> _TASK_
How many lines in the records below contain the string "cluster"? Case counts. Give only the number.

Stored dataset items:
※ ※ ※

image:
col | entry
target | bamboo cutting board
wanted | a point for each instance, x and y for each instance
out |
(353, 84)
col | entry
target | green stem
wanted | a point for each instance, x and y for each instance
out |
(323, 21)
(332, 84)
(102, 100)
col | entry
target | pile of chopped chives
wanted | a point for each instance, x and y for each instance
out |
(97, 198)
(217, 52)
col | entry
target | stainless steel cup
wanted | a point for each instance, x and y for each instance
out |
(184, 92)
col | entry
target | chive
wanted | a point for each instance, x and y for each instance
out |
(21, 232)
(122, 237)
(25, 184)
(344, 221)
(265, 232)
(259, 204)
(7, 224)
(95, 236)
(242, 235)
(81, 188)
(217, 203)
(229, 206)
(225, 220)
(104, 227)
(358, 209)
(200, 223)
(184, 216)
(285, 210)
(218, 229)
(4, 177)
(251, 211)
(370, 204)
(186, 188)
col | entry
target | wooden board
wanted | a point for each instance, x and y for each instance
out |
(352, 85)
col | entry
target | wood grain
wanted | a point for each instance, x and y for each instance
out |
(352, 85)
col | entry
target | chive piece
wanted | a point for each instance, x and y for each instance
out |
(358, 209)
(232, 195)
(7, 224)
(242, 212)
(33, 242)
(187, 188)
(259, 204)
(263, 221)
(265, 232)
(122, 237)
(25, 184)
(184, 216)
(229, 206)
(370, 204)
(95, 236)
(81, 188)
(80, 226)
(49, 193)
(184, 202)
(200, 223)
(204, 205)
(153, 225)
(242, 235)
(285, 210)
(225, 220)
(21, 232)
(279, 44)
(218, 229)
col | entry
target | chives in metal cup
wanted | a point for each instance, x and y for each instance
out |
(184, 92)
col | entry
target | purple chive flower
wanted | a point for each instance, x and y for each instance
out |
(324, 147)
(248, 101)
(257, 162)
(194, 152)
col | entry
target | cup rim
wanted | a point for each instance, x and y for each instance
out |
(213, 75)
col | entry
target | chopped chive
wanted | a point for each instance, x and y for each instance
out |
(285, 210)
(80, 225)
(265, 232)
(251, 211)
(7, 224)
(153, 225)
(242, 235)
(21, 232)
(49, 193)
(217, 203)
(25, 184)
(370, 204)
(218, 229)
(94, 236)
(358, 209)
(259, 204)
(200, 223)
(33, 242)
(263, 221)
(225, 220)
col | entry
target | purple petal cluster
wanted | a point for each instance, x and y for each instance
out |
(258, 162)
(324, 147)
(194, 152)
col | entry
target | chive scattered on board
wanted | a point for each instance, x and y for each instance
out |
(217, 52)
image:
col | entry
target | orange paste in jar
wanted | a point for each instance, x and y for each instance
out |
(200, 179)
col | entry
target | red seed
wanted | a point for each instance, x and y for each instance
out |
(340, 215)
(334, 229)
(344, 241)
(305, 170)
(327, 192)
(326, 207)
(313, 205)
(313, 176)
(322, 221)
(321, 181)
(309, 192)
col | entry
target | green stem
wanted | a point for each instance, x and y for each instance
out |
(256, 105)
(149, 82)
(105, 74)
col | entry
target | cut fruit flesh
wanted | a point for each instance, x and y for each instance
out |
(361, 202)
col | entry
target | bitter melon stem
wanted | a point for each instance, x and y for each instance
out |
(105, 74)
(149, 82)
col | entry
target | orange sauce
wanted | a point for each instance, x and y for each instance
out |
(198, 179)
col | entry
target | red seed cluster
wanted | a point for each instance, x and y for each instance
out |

※ ※ ※

> _THE RESULT_
2